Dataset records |
====

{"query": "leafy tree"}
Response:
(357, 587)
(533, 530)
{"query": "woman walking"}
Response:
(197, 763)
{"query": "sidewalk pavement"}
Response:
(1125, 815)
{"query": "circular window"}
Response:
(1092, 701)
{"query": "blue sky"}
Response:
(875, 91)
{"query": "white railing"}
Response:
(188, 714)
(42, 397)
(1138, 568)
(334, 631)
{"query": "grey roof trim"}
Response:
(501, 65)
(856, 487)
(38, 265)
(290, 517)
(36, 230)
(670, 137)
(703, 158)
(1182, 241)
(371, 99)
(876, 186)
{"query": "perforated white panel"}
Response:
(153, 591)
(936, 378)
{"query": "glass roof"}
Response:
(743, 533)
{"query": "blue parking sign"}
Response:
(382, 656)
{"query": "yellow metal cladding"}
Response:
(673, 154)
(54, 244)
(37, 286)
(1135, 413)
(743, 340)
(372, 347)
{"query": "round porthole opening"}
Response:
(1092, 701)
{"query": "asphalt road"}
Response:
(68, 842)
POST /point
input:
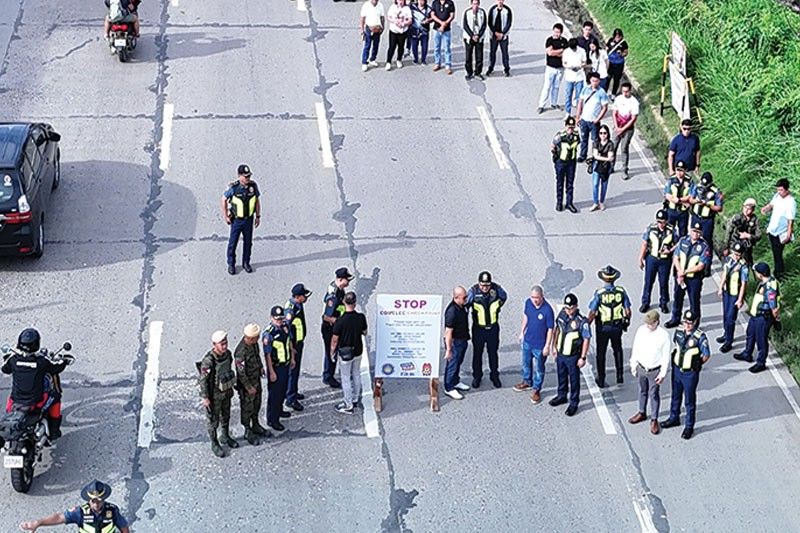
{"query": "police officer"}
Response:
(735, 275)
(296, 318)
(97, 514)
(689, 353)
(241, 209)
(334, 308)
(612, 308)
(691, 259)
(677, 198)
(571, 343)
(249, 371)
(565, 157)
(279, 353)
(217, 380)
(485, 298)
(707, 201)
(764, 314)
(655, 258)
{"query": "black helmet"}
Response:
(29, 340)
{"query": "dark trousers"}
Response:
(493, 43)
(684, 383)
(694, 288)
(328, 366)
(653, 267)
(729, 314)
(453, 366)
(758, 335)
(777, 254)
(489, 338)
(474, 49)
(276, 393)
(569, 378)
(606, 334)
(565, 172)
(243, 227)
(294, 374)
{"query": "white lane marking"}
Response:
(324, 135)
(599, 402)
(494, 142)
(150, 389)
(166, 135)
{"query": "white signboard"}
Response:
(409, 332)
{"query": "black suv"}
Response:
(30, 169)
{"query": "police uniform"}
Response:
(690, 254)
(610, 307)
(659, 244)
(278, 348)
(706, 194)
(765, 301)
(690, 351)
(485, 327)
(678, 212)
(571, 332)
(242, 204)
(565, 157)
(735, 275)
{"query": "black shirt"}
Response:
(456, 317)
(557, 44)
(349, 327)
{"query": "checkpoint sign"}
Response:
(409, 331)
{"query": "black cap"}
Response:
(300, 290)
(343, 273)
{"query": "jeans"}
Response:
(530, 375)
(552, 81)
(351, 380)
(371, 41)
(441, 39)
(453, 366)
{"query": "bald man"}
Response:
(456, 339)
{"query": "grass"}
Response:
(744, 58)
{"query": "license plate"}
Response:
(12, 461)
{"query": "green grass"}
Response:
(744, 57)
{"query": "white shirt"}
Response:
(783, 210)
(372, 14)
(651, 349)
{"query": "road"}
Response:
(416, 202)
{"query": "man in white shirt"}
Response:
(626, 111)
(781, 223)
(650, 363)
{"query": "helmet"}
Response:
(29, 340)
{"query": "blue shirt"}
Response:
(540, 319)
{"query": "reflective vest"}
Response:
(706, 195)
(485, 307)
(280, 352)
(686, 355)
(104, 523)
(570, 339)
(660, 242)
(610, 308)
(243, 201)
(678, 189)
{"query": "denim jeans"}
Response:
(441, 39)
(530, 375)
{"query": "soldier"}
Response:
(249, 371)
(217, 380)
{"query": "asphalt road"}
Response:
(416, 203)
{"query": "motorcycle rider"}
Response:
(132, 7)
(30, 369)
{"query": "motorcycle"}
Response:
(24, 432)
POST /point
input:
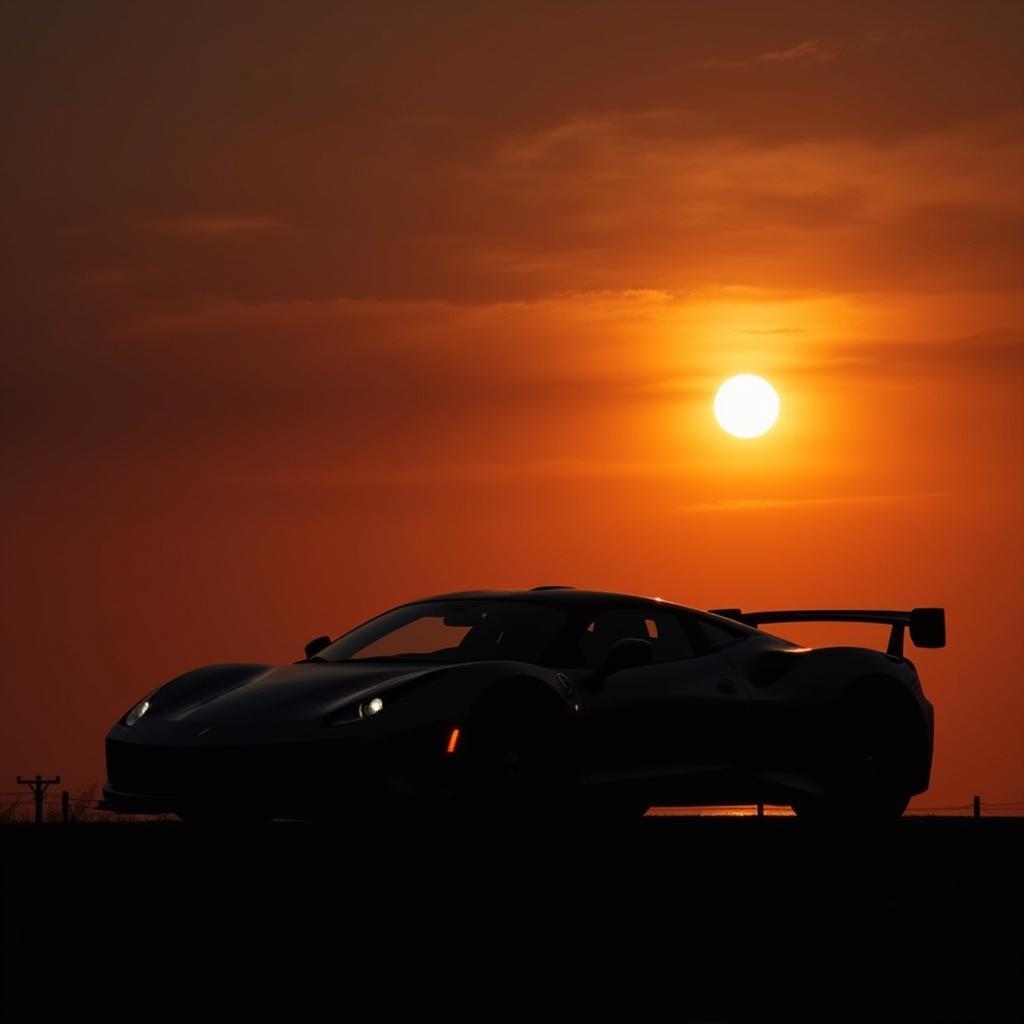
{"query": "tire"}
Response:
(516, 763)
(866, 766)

====

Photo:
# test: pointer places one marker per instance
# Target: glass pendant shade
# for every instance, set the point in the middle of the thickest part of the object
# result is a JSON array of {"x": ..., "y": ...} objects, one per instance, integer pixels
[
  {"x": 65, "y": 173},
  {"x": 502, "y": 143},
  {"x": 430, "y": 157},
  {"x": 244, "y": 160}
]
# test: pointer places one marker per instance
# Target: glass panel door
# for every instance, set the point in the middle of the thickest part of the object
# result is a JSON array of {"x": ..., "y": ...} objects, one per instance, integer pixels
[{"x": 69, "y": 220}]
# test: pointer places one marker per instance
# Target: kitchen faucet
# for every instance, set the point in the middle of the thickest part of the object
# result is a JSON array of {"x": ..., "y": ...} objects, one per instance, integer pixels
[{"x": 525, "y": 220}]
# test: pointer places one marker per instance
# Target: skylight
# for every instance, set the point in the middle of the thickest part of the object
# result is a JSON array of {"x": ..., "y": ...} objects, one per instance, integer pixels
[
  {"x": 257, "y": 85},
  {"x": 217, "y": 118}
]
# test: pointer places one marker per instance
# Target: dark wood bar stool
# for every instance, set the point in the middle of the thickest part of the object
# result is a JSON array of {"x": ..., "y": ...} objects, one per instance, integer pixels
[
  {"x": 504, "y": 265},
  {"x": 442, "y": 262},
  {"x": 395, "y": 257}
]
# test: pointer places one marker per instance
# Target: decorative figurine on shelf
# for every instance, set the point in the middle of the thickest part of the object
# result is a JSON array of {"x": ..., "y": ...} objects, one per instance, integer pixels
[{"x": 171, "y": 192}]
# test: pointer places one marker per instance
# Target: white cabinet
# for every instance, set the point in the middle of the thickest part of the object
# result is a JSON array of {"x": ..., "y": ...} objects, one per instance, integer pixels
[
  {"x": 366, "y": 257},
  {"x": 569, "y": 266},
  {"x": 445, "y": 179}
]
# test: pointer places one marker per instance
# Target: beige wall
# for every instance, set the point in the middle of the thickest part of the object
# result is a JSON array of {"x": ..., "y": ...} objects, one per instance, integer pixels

====

TASK DETAILS | Select every line in the dataset records above that contains the word "panel", and copy each one.

FULL RESPONSE |
{"query": "perforated white panel"}
# Target: glass panel door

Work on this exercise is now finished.